## Exercise
A verbatim copy of every entry is required.

══════════════════════════════

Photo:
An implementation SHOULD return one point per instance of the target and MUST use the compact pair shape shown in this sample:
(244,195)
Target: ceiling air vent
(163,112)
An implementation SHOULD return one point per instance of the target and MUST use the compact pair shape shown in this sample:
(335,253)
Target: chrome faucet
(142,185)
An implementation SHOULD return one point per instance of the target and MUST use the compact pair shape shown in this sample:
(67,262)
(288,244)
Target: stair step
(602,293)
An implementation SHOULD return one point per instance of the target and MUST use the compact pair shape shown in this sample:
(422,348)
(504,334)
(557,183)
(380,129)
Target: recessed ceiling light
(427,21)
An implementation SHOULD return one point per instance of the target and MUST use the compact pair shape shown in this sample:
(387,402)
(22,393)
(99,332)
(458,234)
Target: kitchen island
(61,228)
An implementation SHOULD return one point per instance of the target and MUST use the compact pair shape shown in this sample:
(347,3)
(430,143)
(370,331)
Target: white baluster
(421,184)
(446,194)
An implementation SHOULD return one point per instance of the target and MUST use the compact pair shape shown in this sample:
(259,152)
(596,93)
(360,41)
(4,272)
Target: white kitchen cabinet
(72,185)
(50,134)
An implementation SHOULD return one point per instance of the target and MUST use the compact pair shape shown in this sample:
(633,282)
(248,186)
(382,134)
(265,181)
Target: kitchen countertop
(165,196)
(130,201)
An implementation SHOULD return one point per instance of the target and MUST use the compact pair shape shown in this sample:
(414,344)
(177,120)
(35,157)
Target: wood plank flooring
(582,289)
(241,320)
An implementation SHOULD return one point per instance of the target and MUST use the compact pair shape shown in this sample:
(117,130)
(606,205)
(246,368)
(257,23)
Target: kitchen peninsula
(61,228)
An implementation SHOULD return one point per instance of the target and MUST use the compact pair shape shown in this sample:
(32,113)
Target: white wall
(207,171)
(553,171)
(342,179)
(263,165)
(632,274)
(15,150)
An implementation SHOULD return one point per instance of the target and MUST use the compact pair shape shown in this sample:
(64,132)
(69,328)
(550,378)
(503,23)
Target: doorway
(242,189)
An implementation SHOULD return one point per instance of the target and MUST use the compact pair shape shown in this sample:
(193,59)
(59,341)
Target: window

══════════════════════════════

## Exercise result
Photo:
An implementation SHOULD return one point per instance of the target and MUST use the compact pair shape shown in this sample:
(244,195)
Target: ceiling air vent
(163,112)
An implementation SHOULD return one point per instance of the target and MUST use the compact pair shape shown in this sample:
(335,253)
Target: chrome faucet
(142,185)
An implementation SHOULD return one point per instance of the target and MUST use the compact pair shape shown in this sample:
(67,262)
(288,244)
Target: stair step
(602,293)
An implementation SHOULD return one point per instance of the target and MUST use the compact pair shape shown in this sample:
(422,348)
(504,334)
(557,183)
(380,129)
Target: recessed ceiling light
(427,21)
An implementation SHOULD return one point per instance of the target and MUST use the compact pair shape shown in this sample:
(387,402)
(22,393)
(99,332)
(458,234)
Target: kitchen island
(61,228)
An implementation SHOULD return one point per instance of the target and MUST use the compact pair shape shown in this sample:
(347,3)
(430,143)
(370,331)
Target: white baluster
(421,184)
(446,194)
An implementation SHOULD return one point per instance of the target and MUST use the compact pair shape shown in this sample:
(259,152)
(596,93)
(360,41)
(4,272)
Target: white kitchen cabinet
(72,185)
(50,134)
An implementation SHOULD return one point per instance of the target and MUST use the compact pair shape shown in this sample:
(633,282)
(248,186)
(382,134)
(265,181)
Target: kitchen countertop
(165,196)
(130,201)
An implementation SHOULD return one point per instance of the target and MUST use the compact pair shape shown in this sample:
(414,344)
(177,120)
(35,157)
Target: wood plank flooring
(582,289)
(241,320)
An implementation SHOULD return one point per instance of the target and MUST use the compact pair shape shown in this sample:
(117,130)
(606,205)
(246,368)
(257,23)
Target: kitchen peninsula
(61,228)
An implementation SHOULD return one point per instance of the target and MUST use the compact pair shape shown in this sample:
(32,113)
Target: white wall
(207,171)
(553,171)
(342,179)
(263,165)
(632,274)
(15,150)
An implementation SHOULD return one point per instance of the target and MUST use the compact pair shape shown in this sample:
(64,132)
(69,328)
(550,378)
(503,23)
Target: doorway
(242,189)
An implementation SHOULD return one point per instance of the target and MUST use the compact pair shape shown in this sample:
(193,59)
(59,341)
Target: window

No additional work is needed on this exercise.